What you need to do - Work out how many lines below hold the string "Target" and state only that figure.

Source material -
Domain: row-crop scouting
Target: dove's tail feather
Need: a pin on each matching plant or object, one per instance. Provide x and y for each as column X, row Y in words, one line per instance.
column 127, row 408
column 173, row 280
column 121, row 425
...
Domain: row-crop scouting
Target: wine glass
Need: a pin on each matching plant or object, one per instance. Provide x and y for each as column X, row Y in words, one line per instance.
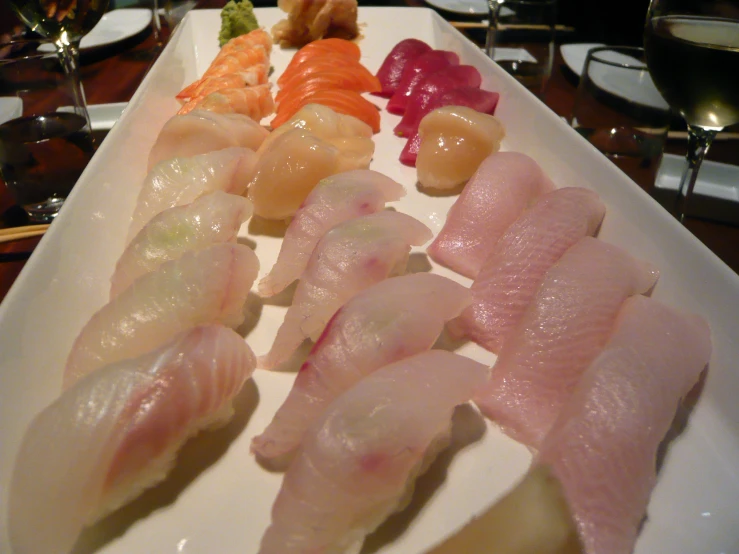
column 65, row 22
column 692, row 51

Output for this task - 2